[Extract — start]

It is sometimes easy to lose sight of how unpredictable the world that we live in is, especially over time. When we focus on our own lives, the daily grind can seem consistent, almost to the point of being bland. We wake up at the same time every day, we eat lunch at the same place, poker night is on Thursday, and on weekends in the fall we watch football. When we are trying to make decisions about our financial future, it feels like the financial professionals that we see on television have things all figured out. Then, when the markets crumble, and our asset prices plummet, we feel betrayed by the talking heads since they should have seen this coming. This article is an attempt to explain the complexity that we face when making financial decisions, and to give perspective on why it is so hard to make consistently good investing decisions. We will explore the hard sciences as they relate to social sciences like economics to explain the vast amount of uncertainty that we are up against when trying to make your money last the rest of your life.


Granularity:


“The man who moves a mountain begins by carrying away small stones."

-Confucius


Granularity refers to the level of detail that we consider when analyzing a system or problem. A coarse-grained analysis is comprised of large chunks of information, and a fine-grained analysis is broken down into even more divisible components. In Sociology we analyze groups of humans and how they interact; our base level of measure is a society or group of individuals. In Psychology, we study individuals, and how they develop mental capabilities and disabilities and how they interact with other humans and themselves.

 

Moving from the broad social sciences to the natural sciences we find Biology, where we examine groups of cells organized into living organisms, both large and small, classify them into species, and examine the way each individual organism functions. In addition, we study ecosystems and how these organisms interact with one another. In Chemistry, we study chemical substances, and how they react and bond with one another to form more complex structures like cells and molecules. Finally, in physics, the current base level of scientific granularity, we examine the laws and forces of matter and energy, the stuff that atoms are made of.

 

All this knowledge is cumulative, and each step up in the granularity ladder increases complexity. The coarser-grained sciences are necessarily bound by the laws and discoveries of finer-grained disciplines. The rungs on the ladder are not equidistant. It is a much larger leap to climb from understanding particles to people, and an even greater leap from people to societies. The boundaries are not as stark as we would like to believe, especially when a finer-grained discipline disagrees with a necessary premise of a coarser-grained discipline. It would be a mistake to limit our study to a particular discipline when we are dealing with cumulative knowledge.

[Extract — finish]
[Data excerpts — start]

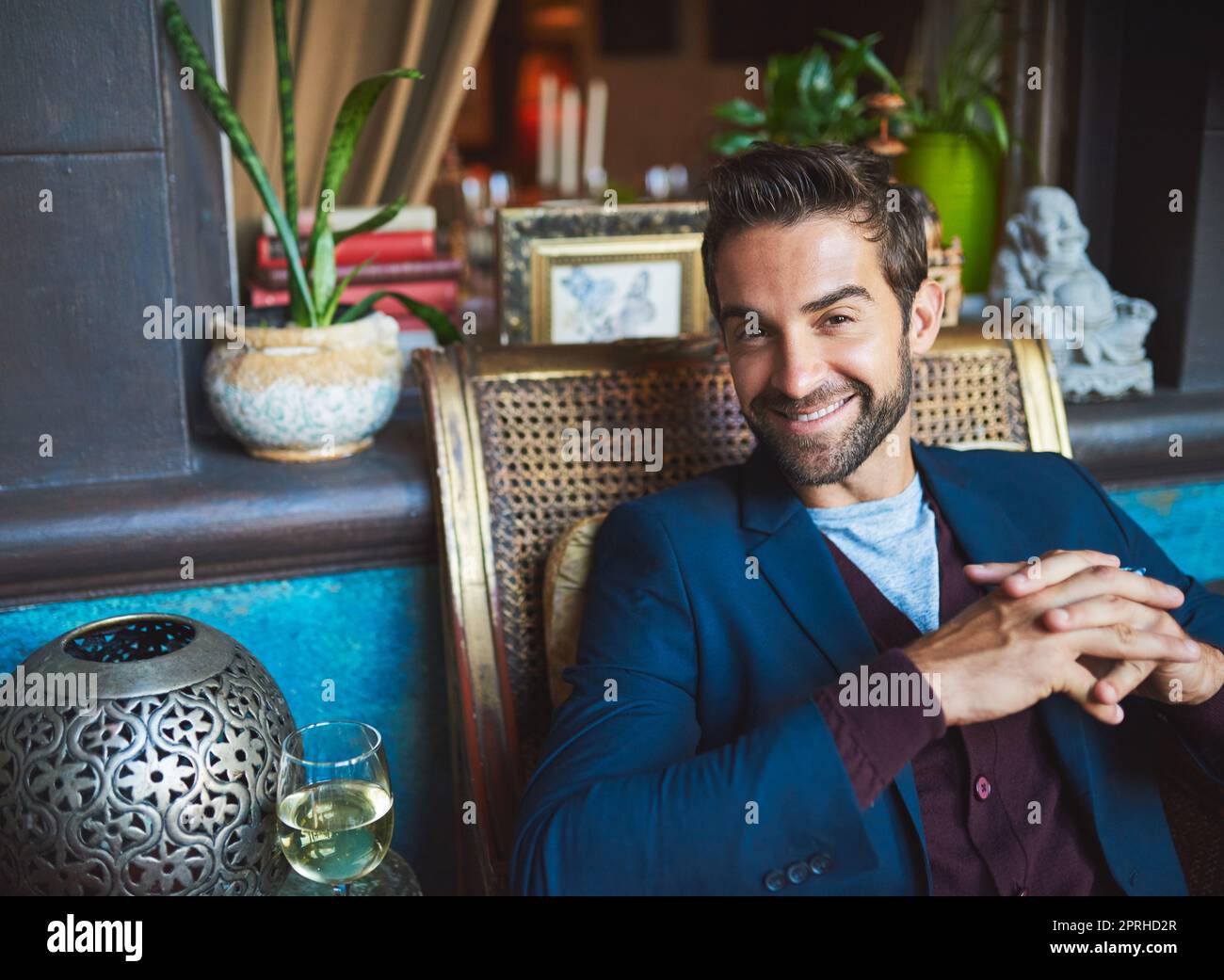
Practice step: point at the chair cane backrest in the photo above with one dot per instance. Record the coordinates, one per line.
(506, 492)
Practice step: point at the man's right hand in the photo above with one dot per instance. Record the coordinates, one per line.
(996, 657)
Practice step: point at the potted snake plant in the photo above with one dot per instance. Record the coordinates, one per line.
(322, 384)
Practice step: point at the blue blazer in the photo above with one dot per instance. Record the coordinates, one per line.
(689, 758)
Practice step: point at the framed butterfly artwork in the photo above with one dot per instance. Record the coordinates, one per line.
(583, 274)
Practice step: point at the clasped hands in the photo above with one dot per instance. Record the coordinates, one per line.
(1073, 623)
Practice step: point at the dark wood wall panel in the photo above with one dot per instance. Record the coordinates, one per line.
(77, 74)
(76, 281)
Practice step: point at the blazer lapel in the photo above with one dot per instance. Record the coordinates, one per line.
(797, 564)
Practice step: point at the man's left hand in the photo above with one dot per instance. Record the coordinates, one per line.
(1168, 682)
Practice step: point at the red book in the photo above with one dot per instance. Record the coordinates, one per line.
(376, 272)
(379, 246)
(442, 294)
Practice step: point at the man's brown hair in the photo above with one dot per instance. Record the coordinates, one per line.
(776, 185)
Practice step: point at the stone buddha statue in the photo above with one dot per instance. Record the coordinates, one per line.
(1096, 334)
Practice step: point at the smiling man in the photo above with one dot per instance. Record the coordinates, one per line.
(833, 669)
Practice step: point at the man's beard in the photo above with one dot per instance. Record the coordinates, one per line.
(812, 460)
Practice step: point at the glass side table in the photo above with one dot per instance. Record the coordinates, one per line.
(395, 876)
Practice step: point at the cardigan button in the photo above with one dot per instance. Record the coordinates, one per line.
(819, 862)
(775, 881)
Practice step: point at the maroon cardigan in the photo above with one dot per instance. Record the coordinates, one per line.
(1000, 815)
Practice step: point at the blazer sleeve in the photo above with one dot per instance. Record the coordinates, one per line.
(1199, 727)
(622, 803)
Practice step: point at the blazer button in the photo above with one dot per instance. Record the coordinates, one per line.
(819, 862)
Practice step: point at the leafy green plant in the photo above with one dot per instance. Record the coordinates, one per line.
(812, 97)
(966, 96)
(314, 293)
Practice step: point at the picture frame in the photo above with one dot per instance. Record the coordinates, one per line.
(582, 273)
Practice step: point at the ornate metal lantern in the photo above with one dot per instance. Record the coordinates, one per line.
(166, 784)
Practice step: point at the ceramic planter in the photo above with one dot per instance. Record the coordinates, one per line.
(301, 394)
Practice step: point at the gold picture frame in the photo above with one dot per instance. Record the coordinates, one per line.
(549, 254)
(531, 241)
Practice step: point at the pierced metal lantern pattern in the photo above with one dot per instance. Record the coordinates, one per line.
(167, 786)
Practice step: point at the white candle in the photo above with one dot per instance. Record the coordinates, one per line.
(571, 109)
(596, 123)
(547, 166)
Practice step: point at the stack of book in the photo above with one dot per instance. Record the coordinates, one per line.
(400, 256)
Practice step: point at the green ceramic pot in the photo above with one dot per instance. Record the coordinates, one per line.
(961, 178)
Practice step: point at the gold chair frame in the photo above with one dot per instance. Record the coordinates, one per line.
(490, 763)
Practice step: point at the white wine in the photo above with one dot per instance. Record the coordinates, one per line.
(337, 831)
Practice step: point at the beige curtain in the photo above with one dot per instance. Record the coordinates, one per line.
(334, 44)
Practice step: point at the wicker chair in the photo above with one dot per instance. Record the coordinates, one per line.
(505, 497)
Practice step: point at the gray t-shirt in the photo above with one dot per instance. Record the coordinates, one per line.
(893, 542)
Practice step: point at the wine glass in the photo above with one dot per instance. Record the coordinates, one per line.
(334, 805)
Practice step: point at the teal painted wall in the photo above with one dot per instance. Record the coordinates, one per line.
(1187, 522)
(378, 635)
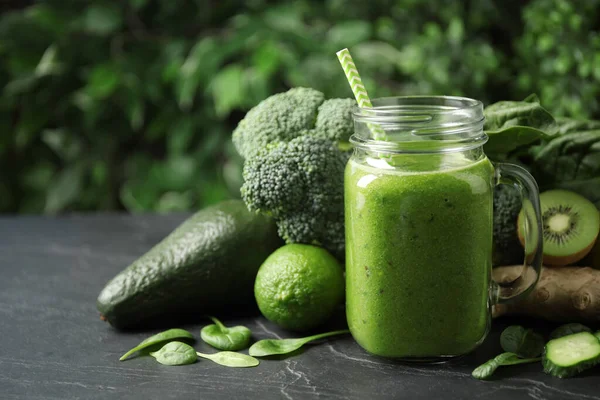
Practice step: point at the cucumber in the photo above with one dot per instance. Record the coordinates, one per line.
(209, 263)
(571, 354)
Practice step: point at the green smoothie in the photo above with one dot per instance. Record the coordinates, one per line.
(419, 245)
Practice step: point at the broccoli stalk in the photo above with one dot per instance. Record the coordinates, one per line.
(295, 147)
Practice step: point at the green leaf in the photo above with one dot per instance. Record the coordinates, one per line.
(49, 63)
(511, 114)
(175, 353)
(231, 359)
(524, 342)
(195, 69)
(512, 124)
(180, 135)
(570, 125)
(223, 338)
(103, 18)
(269, 347)
(227, 89)
(65, 190)
(488, 368)
(168, 335)
(349, 33)
(102, 81)
(138, 4)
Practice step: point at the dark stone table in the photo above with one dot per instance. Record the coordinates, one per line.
(54, 346)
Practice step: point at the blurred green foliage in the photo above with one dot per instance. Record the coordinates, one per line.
(130, 104)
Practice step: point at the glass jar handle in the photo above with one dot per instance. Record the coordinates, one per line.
(531, 220)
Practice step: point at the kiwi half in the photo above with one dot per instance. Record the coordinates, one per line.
(570, 225)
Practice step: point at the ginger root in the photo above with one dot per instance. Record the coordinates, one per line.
(562, 294)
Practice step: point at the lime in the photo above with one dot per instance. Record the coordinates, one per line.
(299, 286)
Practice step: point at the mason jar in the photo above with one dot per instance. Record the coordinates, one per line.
(418, 213)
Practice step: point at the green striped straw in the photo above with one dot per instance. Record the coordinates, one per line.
(358, 88)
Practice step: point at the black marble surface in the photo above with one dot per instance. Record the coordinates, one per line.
(54, 346)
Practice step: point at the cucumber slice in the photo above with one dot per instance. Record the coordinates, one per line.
(571, 354)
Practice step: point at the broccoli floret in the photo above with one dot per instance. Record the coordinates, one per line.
(507, 205)
(301, 184)
(280, 117)
(334, 120)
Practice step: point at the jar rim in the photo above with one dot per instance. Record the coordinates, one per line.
(420, 124)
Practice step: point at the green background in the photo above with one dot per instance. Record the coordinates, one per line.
(110, 105)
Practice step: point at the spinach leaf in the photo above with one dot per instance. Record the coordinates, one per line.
(569, 125)
(524, 342)
(512, 124)
(571, 162)
(223, 338)
(486, 369)
(170, 334)
(175, 353)
(568, 329)
(269, 347)
(231, 359)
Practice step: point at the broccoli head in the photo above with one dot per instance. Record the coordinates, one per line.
(301, 184)
(334, 120)
(280, 117)
(507, 205)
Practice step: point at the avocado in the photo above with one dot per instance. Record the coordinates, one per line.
(209, 262)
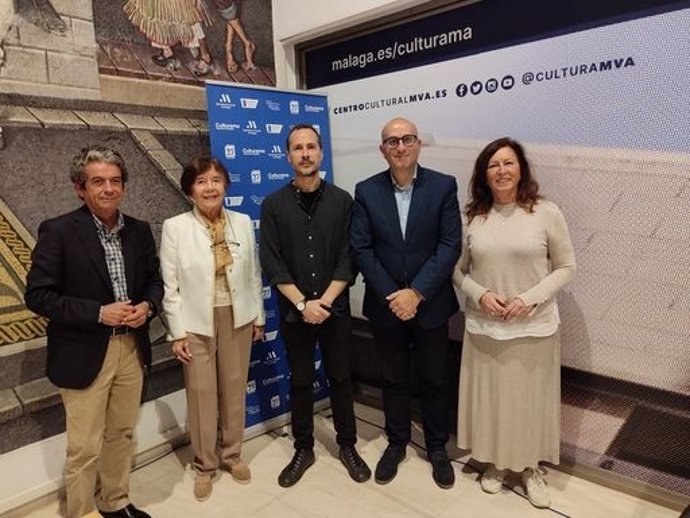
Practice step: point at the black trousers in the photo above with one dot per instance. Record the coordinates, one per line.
(428, 348)
(334, 341)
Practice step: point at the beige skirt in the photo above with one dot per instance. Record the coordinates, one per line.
(510, 400)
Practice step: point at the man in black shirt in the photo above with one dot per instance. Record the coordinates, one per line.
(305, 253)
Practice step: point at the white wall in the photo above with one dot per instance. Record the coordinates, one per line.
(297, 21)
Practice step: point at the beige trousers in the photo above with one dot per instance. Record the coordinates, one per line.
(216, 381)
(100, 427)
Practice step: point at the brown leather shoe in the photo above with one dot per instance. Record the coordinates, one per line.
(202, 487)
(240, 472)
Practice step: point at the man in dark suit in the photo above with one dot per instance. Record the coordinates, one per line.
(95, 276)
(406, 235)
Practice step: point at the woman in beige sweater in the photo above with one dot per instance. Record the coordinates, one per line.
(516, 255)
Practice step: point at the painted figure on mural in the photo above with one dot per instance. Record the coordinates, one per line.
(306, 255)
(167, 23)
(95, 276)
(214, 309)
(229, 11)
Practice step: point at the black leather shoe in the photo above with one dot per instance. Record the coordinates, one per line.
(387, 467)
(441, 469)
(126, 512)
(301, 461)
(356, 467)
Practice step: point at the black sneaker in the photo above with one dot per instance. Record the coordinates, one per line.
(301, 461)
(387, 467)
(441, 469)
(356, 467)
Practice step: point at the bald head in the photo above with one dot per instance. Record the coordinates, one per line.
(400, 146)
(397, 125)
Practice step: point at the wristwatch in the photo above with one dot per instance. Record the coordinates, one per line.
(149, 314)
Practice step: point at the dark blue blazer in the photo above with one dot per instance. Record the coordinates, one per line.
(69, 282)
(423, 259)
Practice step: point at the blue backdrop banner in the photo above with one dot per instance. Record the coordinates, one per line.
(248, 128)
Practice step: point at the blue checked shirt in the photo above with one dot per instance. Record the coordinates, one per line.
(112, 246)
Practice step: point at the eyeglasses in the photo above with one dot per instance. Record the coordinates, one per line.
(394, 142)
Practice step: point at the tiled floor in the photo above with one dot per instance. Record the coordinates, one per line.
(164, 488)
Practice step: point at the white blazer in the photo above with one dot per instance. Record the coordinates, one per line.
(187, 266)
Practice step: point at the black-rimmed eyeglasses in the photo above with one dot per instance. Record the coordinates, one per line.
(393, 142)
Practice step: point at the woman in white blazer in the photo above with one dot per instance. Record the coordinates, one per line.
(214, 310)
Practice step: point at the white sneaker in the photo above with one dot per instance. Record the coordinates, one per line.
(492, 479)
(535, 487)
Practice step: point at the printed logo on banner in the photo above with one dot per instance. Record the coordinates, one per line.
(273, 379)
(249, 104)
(252, 151)
(234, 201)
(270, 336)
(227, 126)
(251, 128)
(277, 152)
(278, 177)
(225, 102)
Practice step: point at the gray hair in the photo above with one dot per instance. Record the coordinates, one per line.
(95, 153)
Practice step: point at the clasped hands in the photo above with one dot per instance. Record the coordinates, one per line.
(316, 311)
(124, 313)
(498, 306)
(403, 303)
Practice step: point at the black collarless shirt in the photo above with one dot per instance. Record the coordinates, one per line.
(305, 240)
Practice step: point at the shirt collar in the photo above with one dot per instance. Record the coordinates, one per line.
(102, 227)
(399, 188)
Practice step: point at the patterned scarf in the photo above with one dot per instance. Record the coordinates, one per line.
(216, 230)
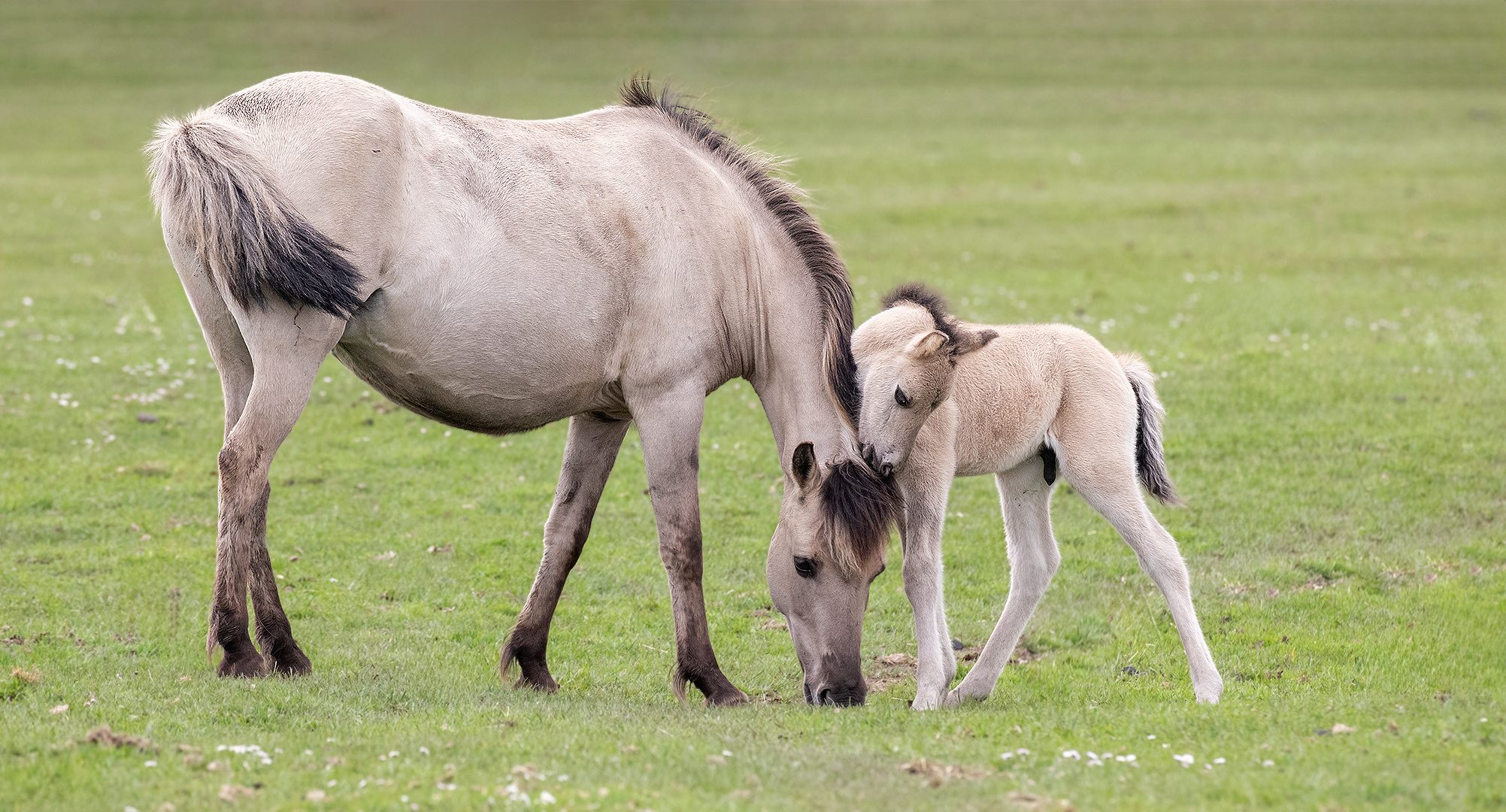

[Data excerpts — finish]

- _Problem set_
**A)** In the article on financial uncertainty, which science is called the current base level of scientific granularity?
**B)** Restate the paragraph of the article on financial uncertainty that begins "All this knowledge is cumulative" as a short bulleted list, keeping its main points.
**C)** Resume the article on financial uncertainty and granularity from the point where the text stops.

- _Answers for this exercise_
**A)** Physics.

**B)**
- Knowledge is cumulative, and each step up the granularity ladder adds complexity.
- Coarser-grained sciences are bound by the laws and discoveries of finer-grained ones.
- The rungs are not evenly spaced: the leap from particles to people is large, and the leap from people to societies is even larger.
- The boundaries between disciplines are less stark than we would like, especially when a finer-grained discipline disagrees with a premise a coarser-grained one needs.
- Because knowledge is cumulative, limiting study to one discipline would be a mistake.

**C)**
When we study markets and economies, we climb even higher up this ladder, and introduce significantly more complexity. Dependence on our starting conditions becomes even more critical. A few successful hedge fund managers have PhDs in physics. They use concepts from physics to study price formation, market instabilities, ergodicity, and market dynamics. We still believe these strategies are speculative, no matter how grounded in hard sciences they may be because they are studying price movements as if they were natural systems. Although some have found success, we have no way to determine if this is from skill or luck.

 

Each of these areas of study is continuous. We are studying all the rungs simultaneously, and advances in technology deepen our understanding of each layer independently. The microscope was a large advance in biology, and the particle collider increased our understanding of particle physics. As technology improves, the internal granularity of each rung continues to deepen. Granularity is both horizontal and vertical, and each dimension is very important.

 

In finance, there is a modern tendency to make investing decisions at a very a coarse grain of granularity. Investors buy ETFs with hundreds of stocks and meant to represent entire national markets. Aspersion is cast upon those attempting to know what they own, or to invest in portfolios that do not represent an entire market. Finance academics tell us that fundamental analysis is a waste of time, and that buying an overpriced portfolio that is cheap is better than buying a reasonably priced portfolio that has a larger fee. At Basepoint, we believe that valuable information and protection can be gained by digging deeper.


Reductionism:

"The displacement of a single electron by a billionth of a centimeter at one moment might make the difference between a man being killed by an avalanche a year later or escaping."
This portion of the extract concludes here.